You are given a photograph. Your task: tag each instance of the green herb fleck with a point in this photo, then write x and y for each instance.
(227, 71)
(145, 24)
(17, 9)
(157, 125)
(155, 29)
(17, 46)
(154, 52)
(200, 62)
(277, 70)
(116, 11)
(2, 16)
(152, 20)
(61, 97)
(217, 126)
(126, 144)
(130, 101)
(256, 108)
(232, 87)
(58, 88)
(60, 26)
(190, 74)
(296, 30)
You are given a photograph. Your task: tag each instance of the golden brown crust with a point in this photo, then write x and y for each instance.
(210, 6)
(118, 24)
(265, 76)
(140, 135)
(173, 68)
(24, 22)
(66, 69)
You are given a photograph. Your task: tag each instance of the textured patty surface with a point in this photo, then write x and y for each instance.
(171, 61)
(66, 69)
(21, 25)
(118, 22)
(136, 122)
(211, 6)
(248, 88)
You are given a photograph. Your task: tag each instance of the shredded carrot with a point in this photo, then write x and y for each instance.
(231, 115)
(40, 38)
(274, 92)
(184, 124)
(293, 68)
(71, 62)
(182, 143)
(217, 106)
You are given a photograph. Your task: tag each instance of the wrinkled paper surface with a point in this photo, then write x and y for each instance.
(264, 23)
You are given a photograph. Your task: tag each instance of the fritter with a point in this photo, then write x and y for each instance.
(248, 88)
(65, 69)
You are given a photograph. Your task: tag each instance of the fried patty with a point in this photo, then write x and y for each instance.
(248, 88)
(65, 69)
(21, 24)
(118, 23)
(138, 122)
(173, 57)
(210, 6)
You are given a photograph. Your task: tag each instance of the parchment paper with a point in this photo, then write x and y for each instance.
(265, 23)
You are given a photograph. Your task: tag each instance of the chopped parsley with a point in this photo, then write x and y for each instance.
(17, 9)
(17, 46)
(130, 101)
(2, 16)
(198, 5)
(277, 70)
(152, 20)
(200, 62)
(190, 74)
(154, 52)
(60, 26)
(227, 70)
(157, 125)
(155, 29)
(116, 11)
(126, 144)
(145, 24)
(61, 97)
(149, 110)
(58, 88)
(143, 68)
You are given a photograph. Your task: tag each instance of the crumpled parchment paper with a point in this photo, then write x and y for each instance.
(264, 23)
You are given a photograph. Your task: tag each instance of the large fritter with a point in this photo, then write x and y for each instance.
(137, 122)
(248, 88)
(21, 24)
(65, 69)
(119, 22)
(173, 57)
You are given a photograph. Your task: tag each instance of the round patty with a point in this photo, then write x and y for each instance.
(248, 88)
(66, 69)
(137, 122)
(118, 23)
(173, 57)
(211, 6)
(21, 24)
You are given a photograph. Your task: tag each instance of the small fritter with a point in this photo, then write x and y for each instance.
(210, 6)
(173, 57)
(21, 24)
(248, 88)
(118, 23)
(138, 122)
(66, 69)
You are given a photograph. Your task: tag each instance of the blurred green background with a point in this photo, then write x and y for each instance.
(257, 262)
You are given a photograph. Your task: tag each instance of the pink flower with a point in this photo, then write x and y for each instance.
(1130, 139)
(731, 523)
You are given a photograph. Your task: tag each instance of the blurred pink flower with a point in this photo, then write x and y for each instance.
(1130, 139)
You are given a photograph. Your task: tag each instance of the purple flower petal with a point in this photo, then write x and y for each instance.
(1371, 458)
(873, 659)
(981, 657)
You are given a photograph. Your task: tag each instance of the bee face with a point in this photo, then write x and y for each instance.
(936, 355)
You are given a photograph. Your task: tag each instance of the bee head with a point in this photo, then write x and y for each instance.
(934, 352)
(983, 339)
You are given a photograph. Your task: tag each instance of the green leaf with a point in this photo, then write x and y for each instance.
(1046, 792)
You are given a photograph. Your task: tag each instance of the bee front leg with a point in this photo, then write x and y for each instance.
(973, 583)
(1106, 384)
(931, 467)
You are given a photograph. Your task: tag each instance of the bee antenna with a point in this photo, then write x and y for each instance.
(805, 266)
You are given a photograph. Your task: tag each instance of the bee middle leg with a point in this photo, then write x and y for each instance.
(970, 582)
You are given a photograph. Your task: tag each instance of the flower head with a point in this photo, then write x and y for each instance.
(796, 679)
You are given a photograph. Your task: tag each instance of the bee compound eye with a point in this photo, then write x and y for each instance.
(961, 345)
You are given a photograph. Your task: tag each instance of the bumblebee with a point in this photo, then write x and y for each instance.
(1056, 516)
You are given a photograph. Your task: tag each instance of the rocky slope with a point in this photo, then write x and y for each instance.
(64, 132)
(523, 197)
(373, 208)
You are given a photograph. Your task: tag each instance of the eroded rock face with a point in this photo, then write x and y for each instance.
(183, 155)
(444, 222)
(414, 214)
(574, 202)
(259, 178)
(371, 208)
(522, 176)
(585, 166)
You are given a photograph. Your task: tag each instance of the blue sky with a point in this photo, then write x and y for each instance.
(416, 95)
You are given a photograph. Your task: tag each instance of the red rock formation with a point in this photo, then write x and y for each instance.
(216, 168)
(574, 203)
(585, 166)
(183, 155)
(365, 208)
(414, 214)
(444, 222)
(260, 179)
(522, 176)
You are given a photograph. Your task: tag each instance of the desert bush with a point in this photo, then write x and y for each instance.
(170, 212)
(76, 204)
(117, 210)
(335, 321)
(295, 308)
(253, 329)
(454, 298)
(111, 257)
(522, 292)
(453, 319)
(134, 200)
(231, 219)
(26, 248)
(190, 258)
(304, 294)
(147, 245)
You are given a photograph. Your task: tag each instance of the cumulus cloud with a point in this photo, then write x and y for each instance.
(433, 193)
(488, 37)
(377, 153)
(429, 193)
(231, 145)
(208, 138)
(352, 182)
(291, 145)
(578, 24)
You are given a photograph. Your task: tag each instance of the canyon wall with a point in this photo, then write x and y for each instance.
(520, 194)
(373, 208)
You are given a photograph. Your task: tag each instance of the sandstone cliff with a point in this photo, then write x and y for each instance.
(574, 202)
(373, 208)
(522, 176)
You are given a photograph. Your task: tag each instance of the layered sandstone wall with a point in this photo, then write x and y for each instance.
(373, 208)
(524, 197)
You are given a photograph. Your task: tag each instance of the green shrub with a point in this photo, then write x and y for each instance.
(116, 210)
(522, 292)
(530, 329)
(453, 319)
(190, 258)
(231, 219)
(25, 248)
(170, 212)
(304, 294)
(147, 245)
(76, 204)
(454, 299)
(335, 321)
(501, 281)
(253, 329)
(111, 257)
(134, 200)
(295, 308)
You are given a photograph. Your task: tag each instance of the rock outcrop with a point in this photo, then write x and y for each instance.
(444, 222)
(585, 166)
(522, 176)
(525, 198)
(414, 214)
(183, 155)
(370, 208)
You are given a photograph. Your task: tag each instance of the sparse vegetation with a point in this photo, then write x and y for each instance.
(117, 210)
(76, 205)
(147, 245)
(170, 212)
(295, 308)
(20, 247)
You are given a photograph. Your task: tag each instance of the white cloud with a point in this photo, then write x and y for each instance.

▬▬▬▬▬▬

## Problem to work on:
Copy out every record above once more, precisely as written.

## Solution to the exercise:
You are given a photograph. Your task: tag each instance of the green herb fleck with a point in this photo, then write x and y for each instance.
(227, 71)
(145, 24)
(17, 9)
(157, 125)
(155, 29)
(17, 46)
(154, 52)
(200, 62)
(277, 70)
(116, 11)
(2, 16)
(152, 20)
(61, 97)
(217, 126)
(126, 144)
(130, 101)
(256, 108)
(232, 87)
(58, 88)
(60, 26)
(190, 74)
(296, 30)
You are given a photograph. Your task: tag each instance of the golden brown crust with a point in this photo, then write x and y for each instance.
(210, 6)
(118, 24)
(265, 76)
(140, 135)
(173, 68)
(24, 22)
(66, 69)
You are given a photograph. Your task: tag each instance of the textured patty surface with a point in this photo, then write x and y for each instance.
(171, 61)
(66, 69)
(21, 25)
(118, 22)
(136, 122)
(211, 6)
(248, 88)
You are given a photograph. Your task: tag each instance of the shredded carrot with a point in this photo, then write x and y for each instance.
(231, 115)
(40, 38)
(274, 92)
(184, 124)
(293, 68)
(71, 62)
(182, 143)
(217, 106)
You are given a photograph. Your task: tag each instance of the wrinkled paper surface with a point in this photo, then write x and y for each instance.
(264, 23)
You are given a photograph. Your task: tag each instance of the fritter with a point in this photo, then write x and y for each instance.
(248, 88)
(65, 69)
You are given a photograph. Your task: tag each instance of the fried patty with a point in this photo, then write x and y for each instance.
(248, 88)
(65, 69)
(21, 24)
(118, 23)
(138, 122)
(173, 57)
(210, 6)
You are given a photograph. Your task: tag each instance of the parchment paper with a point in this photo, then write x and y for each instance.
(265, 23)
You are given a photograph. Your task: tag each instance of the chopped parsley with a point in this photo, then write x and y for each instance.
(17, 9)
(17, 46)
(130, 101)
(2, 16)
(198, 5)
(277, 70)
(152, 20)
(200, 62)
(190, 74)
(154, 52)
(60, 26)
(227, 70)
(157, 125)
(155, 29)
(116, 11)
(126, 144)
(145, 24)
(61, 97)
(149, 110)
(58, 88)
(143, 68)
You are given a photograph. Your task: tag each instance of the crumpled parchment paper with a point in this photo, then write x and y for each instance.
(264, 23)
You are given a photograph. Your task: tag each instance of the large fritter with a point in this photo, then write x and y for each instance.
(137, 122)
(248, 88)
(21, 24)
(65, 69)
(119, 22)
(173, 57)
You are given a photograph. Your task: tag each instance of the round patty with a point in this photo, then write x and y for each instance.
(248, 88)
(66, 69)
(137, 122)
(118, 23)
(173, 57)
(211, 6)
(21, 24)
You are given a photograph. Your task: tag each instance of the small fritter with a point in this photo, then write x and y for each instance.
(210, 6)
(173, 57)
(21, 24)
(248, 88)
(118, 23)
(138, 122)
(66, 69)
You are given a photograph. Your task: tag each instance of the blurred green background with a point in this photo, then write x and y for each instance.
(257, 262)
You are given a photograph. Your task: tag each instance of the pink flower with a point in this photo, then write x and y for each instance.
(1130, 139)
(731, 523)
You are given a photograph. Your task: tag each instance of the blurred pink flower with a point in this photo, then write x and y for each instance.
(1130, 139)
You are given a photograph. Your task: tag each instance of the purple flower petal with a point in this photo, then write x and y for each instance.
(1371, 458)
(873, 659)
(981, 657)
You are given a photograph. Your task: tag each instance of the bee face with a point in this photo, then write x and y for each instance.
(936, 355)
You are given a photograph. Your task: tag each instance of the bee head with a point in this photo, then write x and y for each instance.
(934, 352)
(983, 339)
You are given a photograph. Your task: tag each instance of the green leaf with a point in this photo, then write x and y for each instance.
(1046, 792)
You are given a photograph. Your task: tag each instance of the bee front leg with a point in this photo, then write x and y for each instance.
(973, 583)
(1106, 384)
(931, 467)
You are given a photograph. Your task: tag each instance of the bee antenna with a point in this photo, then write x and y for each instance.
(805, 266)
You are given a photograph. Your task: tag each instance of the bee middle leg with a point in this photo, then write x and y for each instance.
(970, 582)
You are given a photograph. Your task: tag each instance of the flower head with a point in this photo, then write x and y for each instance.
(796, 679)
You are given a photograph. Your task: tag each instance of the bee compound eye with a point in this photo, then write x and y for each instance.
(961, 345)
You are given a photograph. Your task: tag each instance of the bumblebee with a point in this photo, then write x and y for each instance.
(1056, 516)
You are given a photograph. Your task: tag each instance of the rocky slope with a point in this photo, then write x and y for each instance.
(64, 132)
(523, 197)
(373, 208)
You are given a photograph. Your task: tag each instance of the eroded rock face with a point in this photo, then write x and y for each instance.
(183, 155)
(444, 222)
(414, 214)
(574, 202)
(259, 178)
(371, 208)
(522, 176)
(585, 166)
You are given a photograph. Your task: tag each instance of the blue sky with a point in this photo, then write x and y for each instance.
(416, 95)
You are given a photograph. Your task: tag each instance of the red rock formation with a point in this photo, then write x and y for each instance.
(216, 168)
(574, 203)
(585, 166)
(183, 155)
(365, 208)
(414, 214)
(444, 222)
(260, 179)
(522, 176)
You are given a photograph. Your task: tag each instance of the desert bush with a point in this photo, then write x and y for each instance.
(170, 212)
(76, 204)
(117, 210)
(335, 321)
(295, 308)
(253, 329)
(454, 298)
(111, 257)
(522, 292)
(453, 319)
(134, 200)
(231, 219)
(26, 248)
(190, 258)
(304, 294)
(147, 245)
You are given a photograph. Your task: tag each instance of the cumulus cloud with a point in this photo, then write x and y for each instance.
(433, 193)
(488, 37)
(377, 153)
(429, 193)
(231, 145)
(208, 138)
(352, 182)
(291, 145)
(578, 24)
You are given a photograph. Your task: tag each instance of the canyon wall with a point in this photo, then write x and y for each instance.
(520, 194)
(373, 208)
You are given a photograph. Your task: tag each instance of the sandstone cliff with a point in this photo, then write x and y for each instance.
(574, 202)
(373, 208)
(522, 176)
You are given a photograph. Your task: tag each instance of the layered sandstone wall with a point in this photo, then write x and y for each instance.
(373, 208)
(524, 197)
You are given a photograph. Your task: tag each instance of the green shrub with a point in this photo, then write x and y for each instance.
(116, 210)
(522, 292)
(530, 329)
(453, 319)
(190, 258)
(231, 219)
(25, 248)
(170, 212)
(304, 294)
(147, 245)
(76, 204)
(454, 299)
(335, 321)
(501, 281)
(253, 329)
(111, 257)
(134, 200)
(295, 308)
You are given a photograph. Your task: tag each instance of the rock outcrop with a point in this photo, then write x and y for each instance.
(444, 222)
(585, 166)
(522, 176)
(525, 198)
(414, 214)
(183, 155)
(370, 208)
You are given a photograph. Your task: tag each instance of the sparse vegetation with a point in this photo, then write x and y for each instance.
(117, 210)
(76, 205)
(147, 245)
(170, 212)
(295, 308)
(20, 247)
You are given a photograph. Your task: tag each instance of the white cloud with a point in this photo, then write x and y for each instance.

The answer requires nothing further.